Seitentext:
----

„Healing of Memories“

GEKE berät über Fortsetzung der Versöhnungsarbeit unter Christen und zwischen Religionen

Gemeinschaft Evangelischer Kirchen in Europa (GEKE)

15. September 2006

Die evangelischen Kirchen in Europa wollen stärker zur Versöhnung innerhalb der Christen und zwischen den Religionen beitragen. Mit einem Programm unter dem Namen „Healing of Memories“ (Die Erinnerungen heilen) wollen sie gegen Feindschaft und Abneigung angehen, die aus früheren religiös motivierten Kämpfen und Verfolgungen stammen und bis heute überdauert haben. Der Leiter des Programms, der württembergische Pfarrer Dieter Brandes, berichtete jetzt vor der in Budapest tagenden 6. Vollversammlung der Gemeinschaft Evangelischer Kirchen in Europa (GEKE) – Leuenberger Kirchengemeinschaft über das erste Projekt in Rumänien. Die Vollversammlung muss entscheiden, ob sie das 2004 von ihrem Exekutivausschuss auf den Weg gebrachte Programm durch einen Beirat stärker begleitet.

----

Rohdaten:
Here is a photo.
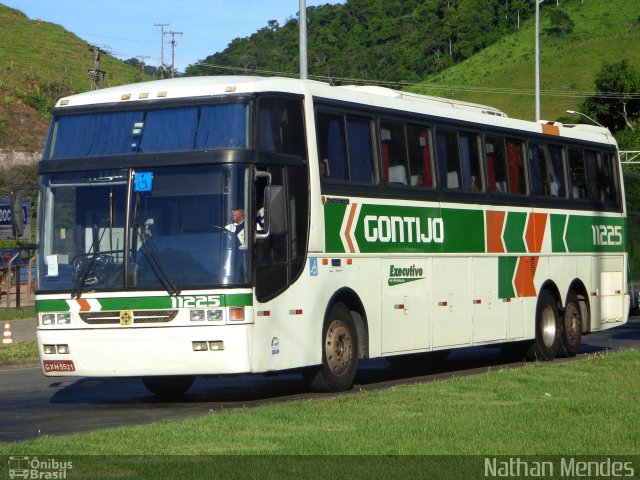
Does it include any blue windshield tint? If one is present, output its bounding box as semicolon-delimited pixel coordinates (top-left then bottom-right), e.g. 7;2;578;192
47;103;249;160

----

Stimmen diese Aussagen mit dem Bericht über das Programm „Healing of Memories“ überein? (a) Der Exekutivausschuss brachte das Programm 2004 auf den Weg. (b) Dieter Brandes ist Pfarrer aus Bayern. (c) Das erste Projekt fand in Rumänien statt. Antworte jeweils mit Ja oder Nein und zitiere die entscheidenden Worte des Berichts wörtlich.

Vollständige Ausgabe:
(a) Ja: „das 2004 von ihrem Exekutivausschuss auf den Weg gebrachte Programm“
(b) Nein: „der württembergische Pfarrer Dieter Brandes“
(c) Ja: „über das erste Projekt in Rumänien“